[Dataset entries]
##########
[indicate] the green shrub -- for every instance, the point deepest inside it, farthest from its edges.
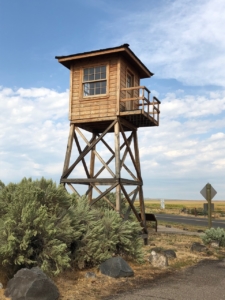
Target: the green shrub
(214, 235)
(35, 226)
(43, 225)
(104, 234)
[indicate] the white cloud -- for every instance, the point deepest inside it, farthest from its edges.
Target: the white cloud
(178, 39)
(188, 144)
(34, 130)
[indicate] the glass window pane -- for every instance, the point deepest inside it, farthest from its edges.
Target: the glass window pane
(97, 76)
(103, 69)
(103, 75)
(92, 85)
(91, 77)
(103, 83)
(103, 90)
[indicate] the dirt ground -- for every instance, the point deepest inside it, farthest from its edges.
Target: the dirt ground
(73, 284)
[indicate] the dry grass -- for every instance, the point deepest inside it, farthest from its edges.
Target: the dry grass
(175, 206)
(73, 284)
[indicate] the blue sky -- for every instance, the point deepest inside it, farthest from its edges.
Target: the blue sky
(181, 42)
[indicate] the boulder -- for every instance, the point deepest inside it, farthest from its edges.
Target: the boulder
(116, 267)
(31, 284)
(215, 244)
(90, 275)
(170, 253)
(198, 247)
(158, 260)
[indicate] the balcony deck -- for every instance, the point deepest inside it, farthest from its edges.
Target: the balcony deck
(135, 108)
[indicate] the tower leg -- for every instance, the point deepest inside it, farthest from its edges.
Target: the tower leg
(141, 196)
(117, 166)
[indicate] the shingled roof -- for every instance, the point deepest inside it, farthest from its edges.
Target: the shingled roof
(123, 49)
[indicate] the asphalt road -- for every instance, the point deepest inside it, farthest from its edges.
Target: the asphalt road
(189, 220)
(205, 281)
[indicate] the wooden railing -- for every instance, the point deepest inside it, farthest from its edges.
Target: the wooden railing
(138, 98)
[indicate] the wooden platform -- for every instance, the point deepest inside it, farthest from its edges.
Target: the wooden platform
(132, 120)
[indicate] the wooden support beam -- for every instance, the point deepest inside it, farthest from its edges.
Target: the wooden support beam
(104, 197)
(103, 194)
(141, 196)
(128, 124)
(130, 152)
(80, 151)
(132, 200)
(73, 189)
(88, 181)
(69, 148)
(86, 150)
(92, 165)
(117, 165)
(96, 153)
(108, 161)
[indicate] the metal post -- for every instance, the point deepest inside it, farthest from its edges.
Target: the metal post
(208, 194)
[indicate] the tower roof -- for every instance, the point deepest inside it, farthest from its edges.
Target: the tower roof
(124, 50)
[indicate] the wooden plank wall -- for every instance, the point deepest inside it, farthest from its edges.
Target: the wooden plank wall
(125, 67)
(86, 109)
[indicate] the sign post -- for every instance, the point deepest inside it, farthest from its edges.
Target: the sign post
(208, 198)
(208, 192)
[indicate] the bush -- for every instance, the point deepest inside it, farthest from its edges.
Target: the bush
(35, 226)
(42, 225)
(105, 235)
(214, 235)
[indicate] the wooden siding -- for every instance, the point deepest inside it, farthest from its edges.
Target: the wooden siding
(124, 69)
(98, 106)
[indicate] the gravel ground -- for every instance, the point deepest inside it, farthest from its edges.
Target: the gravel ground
(205, 281)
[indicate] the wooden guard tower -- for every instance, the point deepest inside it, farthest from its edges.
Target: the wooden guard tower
(106, 98)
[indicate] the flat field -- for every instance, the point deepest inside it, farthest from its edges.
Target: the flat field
(175, 206)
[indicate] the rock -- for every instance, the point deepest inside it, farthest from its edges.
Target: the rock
(90, 275)
(198, 247)
(158, 260)
(31, 284)
(215, 244)
(157, 249)
(170, 253)
(116, 267)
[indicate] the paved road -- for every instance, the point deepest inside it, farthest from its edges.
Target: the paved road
(205, 281)
(190, 220)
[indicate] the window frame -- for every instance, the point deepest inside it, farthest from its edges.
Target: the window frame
(106, 79)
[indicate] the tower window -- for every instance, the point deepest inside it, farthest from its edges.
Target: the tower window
(94, 81)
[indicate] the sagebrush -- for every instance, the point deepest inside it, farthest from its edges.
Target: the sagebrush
(41, 224)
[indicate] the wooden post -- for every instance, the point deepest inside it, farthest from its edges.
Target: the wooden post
(117, 165)
(92, 164)
(141, 196)
(208, 194)
(69, 148)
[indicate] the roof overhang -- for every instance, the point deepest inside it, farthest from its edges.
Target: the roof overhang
(124, 50)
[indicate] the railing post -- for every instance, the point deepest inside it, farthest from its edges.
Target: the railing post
(143, 102)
##########
• Your instructions:
Where pictures sit among the data above, omit them, and output the rest exactly.

• Solution:
[indicate] the green shrub -- for every instance, the point deepest inside it, farthest from its edges.
Target: the green shrub
(214, 235)
(35, 226)
(43, 225)
(104, 234)
[indicate] the white cloud -- for every instance, the point deepest inside it, farthest from its edges.
Target: the white cloud
(178, 39)
(188, 144)
(34, 130)
[indicate] the glass window pane -- for every instance, the point deepest inside it, farthest from its edges.
Target: the glass window pane
(97, 76)
(103, 69)
(103, 75)
(92, 85)
(91, 77)
(103, 83)
(103, 90)
[indicate] the dirt ground -- for every instance, the point deepest inside it, farthest from its edges.
Target: the dirt ground
(73, 284)
[indicate] the dry grass -- for every instance, the point deepest inside it, farthest from its edges.
Target: the dry grass
(175, 206)
(73, 284)
[indicate] the blue sky -- for every instance, the point deepest inside it, farthest from its edges.
Target: the blue sky
(181, 42)
[indicate] the boulder -- for every instance, the point deepest inside it, farthest from its edges.
Target: the boulder
(116, 267)
(31, 284)
(215, 244)
(90, 275)
(170, 253)
(198, 247)
(158, 260)
[indicate] the balcony deck -- for every instance, the point deepest inside it, farthest from its edges.
Target: the balcony deck
(135, 108)
[indicate] the tower leg -- for every instance, the point deepest inside it, farthest from its edges.
Target: the tower leg
(141, 196)
(117, 166)
[indicate] the shingled roof -- for every instance, the point deepest inside it, farthest from its edges.
Target: the shingled roof
(123, 49)
[indicate] the asphalt road -- for every instance, the point deepest inside it, farthest from its edges.
Target: the asphalt road
(189, 220)
(205, 281)
[indicate] the wooden railing -- for every instance, the point deepest inside it, farthest from its edges.
Target: the wooden railing
(138, 98)
[indicate] the wooden platform -- for every instance, the point deepest inside it, farthest from its edges.
Target: the wooden platform
(132, 120)
[indicate] the wooden support beam -- for every instance, the point deepest inside it, farthest from its edges.
Target: the wooden support beam
(104, 197)
(103, 194)
(141, 196)
(128, 124)
(130, 152)
(80, 151)
(132, 200)
(73, 189)
(88, 181)
(69, 148)
(86, 150)
(92, 165)
(117, 165)
(96, 153)
(108, 161)
[indicate] the metal post -- for every instance, the point deepest inside it, farthest from its edges.
Target: the metal post
(208, 194)
[indicate] the tower roof -- for every instance, the point deepest inside it, farthest from its edges.
Target: the tower roof
(124, 50)
[indicate] the wooden plank wall -- for every instance, the point deepest inside it, farthest from its edges.
Target: the wooden plank wall
(125, 67)
(86, 109)
[indicate] the sign post -- for every instance, the point deepest inside it, farthest from its edges.
Target: the sign post
(208, 198)
(208, 192)
[indicate] the bush -- for every instance, the point deepest inside it, farthest from its edges.
Target: the bush
(35, 226)
(42, 225)
(105, 235)
(214, 235)
[indicate] the wooden siding -- for every instance, the point deepest inside it, farthest from its edges.
Target: the wooden siding
(124, 69)
(98, 106)
[indicate] the gravel ground -- for every instance, the point deepest inside it, farthest from its edges.
Target: the gravel ground
(205, 281)
[indicate] the wooden guard tower -- for every instance, the point deepest inside it, farthest from its edges.
Target: the wooden guard tower
(106, 98)
[indicate] the flat field -- for every instance, the point deepest inside it, farthest from its edges.
Target: the flat field
(175, 206)
[indicate] the rock -- for every instance, the point deepest inside it, farthest from its edges.
Target: the rock
(90, 275)
(198, 247)
(158, 260)
(31, 284)
(215, 244)
(157, 249)
(170, 253)
(116, 267)
[indicate] the paved road -- for every instance, the point deepest inside it, farthest from its edges.
Target: the paved road
(205, 281)
(190, 220)
[indicate] the window frame -- for every instance, the point deepest inside it, farthest from its edges.
Target: the window frame
(106, 79)
[indicate] the tower window -- for every instance, the point deepest inside it, farthest from its edges.
Target: the tower window
(94, 81)
[indicate] the sagebrush -- for every instance, the point deepest inside it, farthest from its edges.
Target: the sagebrush
(41, 224)
[indicate] the wooden post -- for every instance, the point deepest inside it, farthest from its edges.
Target: the wooden post
(117, 165)
(92, 164)
(141, 196)
(208, 194)
(69, 148)
[indicate] the roof overhang -- for every instance, the point deepest inside it, farthest from its edges.
Target: the roof overhang
(124, 50)
[indicate] the railing post -- for every instance, the point deepest inside it, farthest from its edges.
Target: the railing post
(143, 102)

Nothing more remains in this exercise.